Work instructions:
Reproduce the data below verbatim, every line in its original order, with no changes or omissions.

* * * *

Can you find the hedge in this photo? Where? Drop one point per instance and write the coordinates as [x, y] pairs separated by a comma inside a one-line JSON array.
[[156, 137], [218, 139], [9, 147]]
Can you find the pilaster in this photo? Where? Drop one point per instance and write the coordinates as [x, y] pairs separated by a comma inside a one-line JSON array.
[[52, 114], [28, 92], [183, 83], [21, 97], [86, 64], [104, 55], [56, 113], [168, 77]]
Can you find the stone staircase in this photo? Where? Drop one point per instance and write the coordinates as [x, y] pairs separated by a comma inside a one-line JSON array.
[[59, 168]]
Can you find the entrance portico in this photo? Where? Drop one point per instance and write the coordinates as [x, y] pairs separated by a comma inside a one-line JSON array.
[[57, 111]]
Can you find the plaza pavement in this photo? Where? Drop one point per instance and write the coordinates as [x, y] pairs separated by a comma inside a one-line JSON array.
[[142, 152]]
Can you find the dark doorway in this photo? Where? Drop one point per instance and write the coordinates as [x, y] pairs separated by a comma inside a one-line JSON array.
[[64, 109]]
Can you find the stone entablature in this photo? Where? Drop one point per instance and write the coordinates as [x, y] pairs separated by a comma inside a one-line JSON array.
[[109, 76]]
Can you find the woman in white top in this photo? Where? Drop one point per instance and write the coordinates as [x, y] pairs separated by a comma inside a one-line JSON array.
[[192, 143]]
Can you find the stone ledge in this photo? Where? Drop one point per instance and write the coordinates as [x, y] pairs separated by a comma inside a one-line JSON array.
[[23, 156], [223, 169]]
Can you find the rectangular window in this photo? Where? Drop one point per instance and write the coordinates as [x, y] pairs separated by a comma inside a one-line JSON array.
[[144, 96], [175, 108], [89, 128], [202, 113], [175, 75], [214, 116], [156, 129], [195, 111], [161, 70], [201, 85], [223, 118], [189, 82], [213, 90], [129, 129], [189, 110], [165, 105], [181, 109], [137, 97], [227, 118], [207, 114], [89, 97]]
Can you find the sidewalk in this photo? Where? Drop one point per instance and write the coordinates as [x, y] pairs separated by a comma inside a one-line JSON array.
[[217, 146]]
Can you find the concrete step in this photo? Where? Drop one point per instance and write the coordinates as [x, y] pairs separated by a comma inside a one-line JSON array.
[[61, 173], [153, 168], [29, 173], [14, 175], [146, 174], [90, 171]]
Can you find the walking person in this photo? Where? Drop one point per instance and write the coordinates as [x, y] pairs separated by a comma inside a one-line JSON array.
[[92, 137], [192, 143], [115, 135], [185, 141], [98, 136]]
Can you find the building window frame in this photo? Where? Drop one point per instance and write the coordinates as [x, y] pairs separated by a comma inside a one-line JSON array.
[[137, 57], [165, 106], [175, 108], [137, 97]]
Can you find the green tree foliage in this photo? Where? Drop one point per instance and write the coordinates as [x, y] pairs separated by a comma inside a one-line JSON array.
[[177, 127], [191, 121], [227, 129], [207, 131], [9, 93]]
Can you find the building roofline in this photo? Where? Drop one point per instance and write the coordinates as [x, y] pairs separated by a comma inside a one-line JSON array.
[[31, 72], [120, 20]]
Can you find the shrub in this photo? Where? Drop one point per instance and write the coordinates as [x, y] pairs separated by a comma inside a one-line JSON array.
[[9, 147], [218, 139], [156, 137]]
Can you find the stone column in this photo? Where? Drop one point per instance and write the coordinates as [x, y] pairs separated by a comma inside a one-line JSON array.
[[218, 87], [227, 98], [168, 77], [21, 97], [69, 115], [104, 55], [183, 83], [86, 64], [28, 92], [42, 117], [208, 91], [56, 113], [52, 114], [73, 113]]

* * * *

Complete response:
Can you find the hedge in this photo? Where? Drop one point per instance and write the coordinates as [x, y] pairs separated by a comma inside a one-line JSON array.
[[156, 137], [218, 139], [9, 147]]
Can you find the pilaster in this photo? Where? Drop one point per instance and write the coordinates as [x, y] pairs separated by a comma inside a one-line JSON array.
[[52, 114], [28, 92], [183, 83], [21, 97], [86, 64], [104, 55], [56, 113], [168, 77]]
Can you find the stone staircase in this photo? Where? Drop one point per instance and write the coordinates as [x, y] pairs separated by a comma inside a one-line JSON array.
[[59, 168]]
Can you find the entrance portico in this photo? Where? Drop one point per instance and write the coordinates as [x, y] pairs separated by a comma inside a one-line JSON array.
[[57, 111]]
Can you find the plaza pavement in this photo? Where? Drop one point per instance and write the coordinates as [x, y] pairs separated by a comma inside a one-line JSON array.
[[142, 152]]
Can you find the dark doorway in this photo? Where? Drop one point per instance and write the coordinates as [x, y] pairs separated by a comma inside a one-line JSON array.
[[64, 109]]
Can you find the stone entablature in this photo? Where? Drop one point per instance and write the coordinates as [x, y] pairs separated by a comma inside a one-line JSON array.
[[109, 76]]
Can you find the woman in white top in this photo? Where? Drop one point per instance and write the coordinates as [x, y] pairs separated by a comma inside a one-line JSON array.
[[192, 143]]
Can you find the stone ledge in this photo? Where? Drop one point per instance and write the coordinates as [x, y] pairs separated by a comma inside a one-line JSON array.
[[23, 156], [223, 169]]
Can you find the rectangular window in this photo? Where? Drop one point per instance and write the coordinates as [x, y] pairs separated by a comma inside a one-line JSON array.
[[144, 96], [175, 108], [89, 128], [202, 113], [175, 75], [214, 116], [156, 129], [195, 111], [161, 70], [201, 85], [223, 118], [189, 82], [213, 90], [129, 129], [189, 110], [165, 105], [181, 109], [137, 97], [227, 118], [207, 114], [89, 97]]
Can you find the sidewalk in this photo? Where? Drop one point per instance and write the coordinates as [x, y] pairs separated by a comma inside a one-line JSON array.
[[217, 146]]
Can you find the concrete step in this photo? Where? Drop one point per instance and write the coordinates as [x, y] pairs separated by a comma inside a one-line JSON array.
[[61, 173], [153, 168], [29, 173], [14, 175], [146, 174], [90, 171]]
Can you find the walking person in this photo? Where? Drop one point per instance and write the coordinates as [x, y] pairs separated by a comma inside a one-line JSON array.
[[92, 137], [192, 143], [115, 135], [185, 141], [98, 136]]
Can you find the building window frame in this photo? Where? Drop one point per instance and write the coordinates as [x, y] pairs separated by a comma inside a one-line JSON array.
[[137, 57], [165, 106], [175, 108], [137, 97]]
Can you find the green tree foliage in this photo? Where? Drop one point per instance and write the coordinates as [x, y] pairs separated by a comma inside a one-line JSON array.
[[177, 127], [191, 121], [227, 129], [207, 131], [9, 93]]
Can you find the building roofline in this photo? Where? Drop one point per instance and write the coordinates as [x, y] pairs separated by a comma inside a one-line JSON array.
[[31, 72], [120, 20]]
Can you find the shrub in this photo? Where? Drop one point per instance and write the coordinates as [x, y] pairs separated by a comma inside a one-line JSON array.
[[9, 147], [218, 139], [156, 137]]
Can you find the stone column in this photo? Where? Drop one point per instance and write the coordinates as [x, y] pairs separated by a comma inside a one-line JSON array.
[[218, 87], [227, 98], [168, 77], [21, 97], [69, 115], [104, 55], [183, 83], [86, 64], [28, 92], [42, 117], [208, 91], [56, 113], [52, 114], [73, 113]]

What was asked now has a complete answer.